*** PASSAGE SHOWN ***
Home Our Insights Articles Data Lake: agile, unstructured, but governed and controlled

Data Lake: agile, unstructured, but governed and controlled

Wojciech Winnicki Chief Technology Officer, Member of the Management Board
4 min read
21.12.2021

Companies in regulated industries — such as pharmaceutical, financial and logistics, can utilize Data Lakes to improve the agility of data processing and become data driven. But it is crucial for these organizations to stay compliant with industry regulations and at the same time to not slow down the development of their data capabilities.

​This, of course, can be done.

The agile approach assumes we are unable to predict future needs, so it is difficult to write rules for the future. Accordingly, the Data Lake contains data waiting for the right moment to become useful. That data is raw, and not modeled or integrated. It becomes structured as soon as a well-defined query arises.

This provides many benefits, but you need a special approach to leverage them. Especially when you are in a regulated industry, such as finance, pharma, or transport and logistics.

No structure, no limits

The Data Lake environment can accept any number of raw files without the need to structure them, without affecting the existing infrastructure. It does not set limits and does not force you to define the structure while writing. Instead, by collecting raw data, a Data Lake allows it to be modelled while being read. And due to the high scalability achieved in this way, Data Lakes open the way to analytics based on large amounts of data.

Data Lake is not a tool, nor a specific solution or product that a company can buy, install, and use. As a reference architecture, it is an organization’s mode of approach to using data in its operations, and involves:

  • Data governance: defining organizational structures, data owners, policies, rules, processes, business terms and metrics throughout the data lifecycle.
  • Data management: implementation of data governance rulesets throughout the whole lifecycle of data, from creation to retirement.
*** End of PASSAGE SHOWN ***
» **THINGS TO DO**
1. Using the reason the article on Data Lakes gives, explain why a Data Lake holds data that is raw rather than modeled or integrated.
2. Answer these questions from the article on Data Lakes:
(a) What position does the article list for Wojciech Winnicki?
(b) At what point does the raw data in a Data Lake become structured?
(c) How does the article define data management?
*** EXTRACTED RECORDS ***
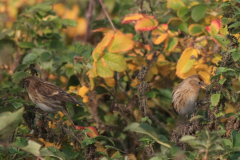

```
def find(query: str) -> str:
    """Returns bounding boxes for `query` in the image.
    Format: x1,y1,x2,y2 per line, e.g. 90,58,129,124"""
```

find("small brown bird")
172,75,207,116
24,76,83,128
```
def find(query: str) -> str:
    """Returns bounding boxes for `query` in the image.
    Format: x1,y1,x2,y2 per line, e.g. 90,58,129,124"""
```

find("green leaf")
12,102,23,109
232,51,240,62
97,60,113,78
221,17,231,25
40,52,52,62
141,116,152,125
232,130,240,148
40,147,66,160
81,137,97,148
93,135,115,146
211,94,220,106
12,71,31,83
0,107,24,139
66,68,74,77
22,52,40,64
124,122,171,148
12,137,28,147
213,35,230,49
11,140,41,157
18,42,35,48
188,24,204,36
191,5,207,22
102,52,127,72
228,22,240,28
178,22,188,34
61,19,77,27
166,37,178,51
180,135,196,143
177,7,189,18
223,139,233,148
15,64,29,71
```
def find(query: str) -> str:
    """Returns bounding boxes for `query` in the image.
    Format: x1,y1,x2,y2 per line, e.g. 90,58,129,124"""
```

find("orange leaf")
176,47,198,76
92,28,115,33
75,126,98,138
104,78,116,87
77,86,89,97
152,24,168,44
92,33,114,61
177,67,197,79
198,71,211,84
122,13,144,24
135,17,158,31
108,32,134,53
205,19,221,35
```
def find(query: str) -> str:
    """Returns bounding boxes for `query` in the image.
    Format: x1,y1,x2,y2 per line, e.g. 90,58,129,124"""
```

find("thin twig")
117,72,130,100
157,8,172,19
110,138,128,154
99,0,116,32
84,0,93,43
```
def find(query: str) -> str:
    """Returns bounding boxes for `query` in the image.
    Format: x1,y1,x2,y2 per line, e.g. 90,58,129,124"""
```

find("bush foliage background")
0,0,240,160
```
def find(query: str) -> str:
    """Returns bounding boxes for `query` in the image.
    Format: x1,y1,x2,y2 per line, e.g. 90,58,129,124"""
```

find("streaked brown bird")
172,75,207,116
24,76,83,128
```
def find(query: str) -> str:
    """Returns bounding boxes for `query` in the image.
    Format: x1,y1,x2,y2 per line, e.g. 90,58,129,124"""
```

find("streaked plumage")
24,76,83,128
172,75,206,115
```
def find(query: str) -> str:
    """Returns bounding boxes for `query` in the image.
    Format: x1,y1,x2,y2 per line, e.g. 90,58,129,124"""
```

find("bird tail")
62,109,76,129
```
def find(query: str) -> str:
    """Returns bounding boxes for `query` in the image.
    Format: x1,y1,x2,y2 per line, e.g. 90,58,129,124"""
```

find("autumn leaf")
92,33,114,61
122,13,144,24
135,17,158,31
206,19,221,35
176,47,198,75
108,32,134,53
152,24,168,45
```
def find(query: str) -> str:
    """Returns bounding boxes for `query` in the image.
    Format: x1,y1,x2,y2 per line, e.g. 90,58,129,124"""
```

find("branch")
84,0,93,43
99,0,116,32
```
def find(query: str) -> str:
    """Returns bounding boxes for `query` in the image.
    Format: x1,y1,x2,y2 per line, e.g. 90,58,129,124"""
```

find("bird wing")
37,81,83,106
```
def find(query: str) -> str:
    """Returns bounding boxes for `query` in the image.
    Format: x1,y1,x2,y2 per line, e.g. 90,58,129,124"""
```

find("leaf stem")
99,0,116,32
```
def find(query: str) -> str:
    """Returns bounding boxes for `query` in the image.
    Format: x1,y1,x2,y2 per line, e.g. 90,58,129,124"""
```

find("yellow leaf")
92,33,114,61
177,67,197,79
108,31,135,53
167,0,185,10
127,153,137,160
122,13,144,24
152,24,168,44
77,86,89,97
104,78,115,87
198,71,211,84
53,3,65,17
38,138,61,149
176,47,198,75
194,64,208,72
158,65,170,77
212,54,222,64
135,17,158,31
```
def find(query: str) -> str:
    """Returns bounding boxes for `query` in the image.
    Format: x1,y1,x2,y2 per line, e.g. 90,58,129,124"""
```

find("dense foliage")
0,0,240,160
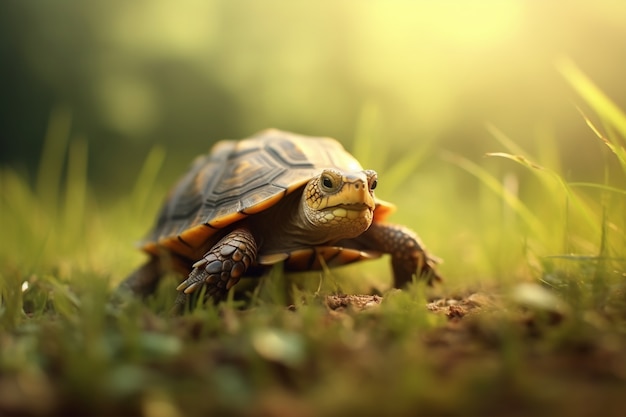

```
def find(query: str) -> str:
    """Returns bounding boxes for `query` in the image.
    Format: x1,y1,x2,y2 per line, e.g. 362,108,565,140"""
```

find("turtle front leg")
176,227,257,308
340,223,442,288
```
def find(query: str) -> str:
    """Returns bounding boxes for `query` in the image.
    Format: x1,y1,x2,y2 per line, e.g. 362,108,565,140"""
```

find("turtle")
121,129,441,305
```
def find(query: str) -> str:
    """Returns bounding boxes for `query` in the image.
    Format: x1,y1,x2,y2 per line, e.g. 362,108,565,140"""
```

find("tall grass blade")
63,138,88,244
36,107,72,212
487,152,599,236
579,109,626,172
443,152,544,237
556,57,626,138
486,123,529,158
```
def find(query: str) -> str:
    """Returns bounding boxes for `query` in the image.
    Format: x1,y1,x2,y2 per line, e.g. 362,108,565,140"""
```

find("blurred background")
0,0,626,282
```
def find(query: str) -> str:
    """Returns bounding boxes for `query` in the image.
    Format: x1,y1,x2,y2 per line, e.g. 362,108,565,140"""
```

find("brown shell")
143,129,392,257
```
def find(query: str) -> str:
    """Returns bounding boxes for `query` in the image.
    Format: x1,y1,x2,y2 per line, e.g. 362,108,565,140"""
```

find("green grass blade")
556,57,626,138
36,107,72,211
63,138,88,241
444,152,544,237
487,152,599,236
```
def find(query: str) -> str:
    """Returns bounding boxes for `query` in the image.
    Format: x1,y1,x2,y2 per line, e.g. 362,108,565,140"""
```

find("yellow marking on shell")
332,208,346,218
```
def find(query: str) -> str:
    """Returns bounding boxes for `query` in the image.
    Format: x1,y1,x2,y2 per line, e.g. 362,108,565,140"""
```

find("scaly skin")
339,223,442,288
176,227,257,305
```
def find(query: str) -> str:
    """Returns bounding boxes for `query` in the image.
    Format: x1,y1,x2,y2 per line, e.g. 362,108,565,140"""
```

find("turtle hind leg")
116,256,164,297
176,227,257,308
340,223,442,288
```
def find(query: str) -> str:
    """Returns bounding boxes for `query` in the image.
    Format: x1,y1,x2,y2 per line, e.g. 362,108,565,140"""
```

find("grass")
0,61,626,416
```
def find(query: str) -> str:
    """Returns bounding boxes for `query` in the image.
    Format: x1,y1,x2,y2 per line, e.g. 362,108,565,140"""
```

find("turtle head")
302,169,378,240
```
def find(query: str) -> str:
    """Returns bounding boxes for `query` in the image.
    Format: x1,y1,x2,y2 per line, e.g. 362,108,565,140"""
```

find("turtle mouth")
332,203,373,211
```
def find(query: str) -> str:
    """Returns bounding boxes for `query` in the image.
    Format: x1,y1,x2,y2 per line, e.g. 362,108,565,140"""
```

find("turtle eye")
365,169,378,191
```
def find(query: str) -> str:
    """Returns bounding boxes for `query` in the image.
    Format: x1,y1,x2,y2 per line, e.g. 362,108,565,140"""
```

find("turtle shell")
143,129,393,259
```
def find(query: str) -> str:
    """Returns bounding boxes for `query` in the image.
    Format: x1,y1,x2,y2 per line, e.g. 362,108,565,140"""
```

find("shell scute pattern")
144,131,362,254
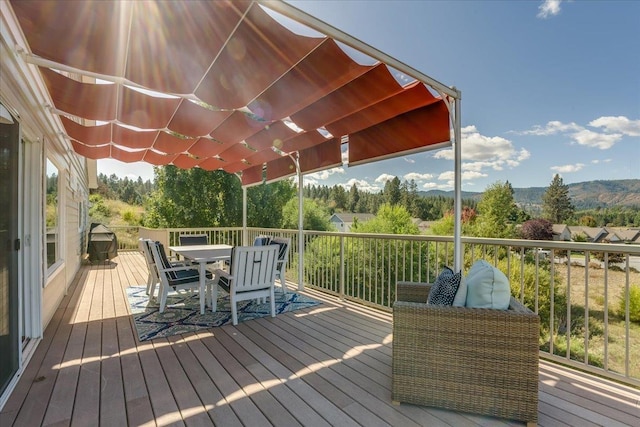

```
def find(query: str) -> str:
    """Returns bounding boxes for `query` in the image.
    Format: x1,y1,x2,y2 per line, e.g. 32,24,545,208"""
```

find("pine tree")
542,174,575,224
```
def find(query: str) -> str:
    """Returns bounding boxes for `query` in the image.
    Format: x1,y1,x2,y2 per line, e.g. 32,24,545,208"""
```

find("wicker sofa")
392,282,540,425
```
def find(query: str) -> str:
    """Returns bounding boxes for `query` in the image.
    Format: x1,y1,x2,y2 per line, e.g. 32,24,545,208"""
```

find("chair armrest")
158,265,200,272
396,282,432,303
213,268,233,282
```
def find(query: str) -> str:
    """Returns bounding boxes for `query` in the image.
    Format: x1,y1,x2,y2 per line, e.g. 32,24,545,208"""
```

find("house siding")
0,8,90,408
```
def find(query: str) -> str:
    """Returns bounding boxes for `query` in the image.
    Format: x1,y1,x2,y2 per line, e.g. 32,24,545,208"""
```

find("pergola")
11,0,462,270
*** End of EXTRACTED RECORDS ***
» **ANSWERS TO THE EXERCISES**
1. The agile approach assumes future needs can't be predicted, so it is hard to write rules for the future. The data is therefore kept raw, waiting for the right moment to become useful, and becomes structured only once a well-defined query arises.

2.
(a) Chief Technology Officer and Member of the Management Board.
(b) As soon as a well-defined query arises.
(c) The implementation of data governance rulesets throughout the whole lifecycle of data, from creation to retirement.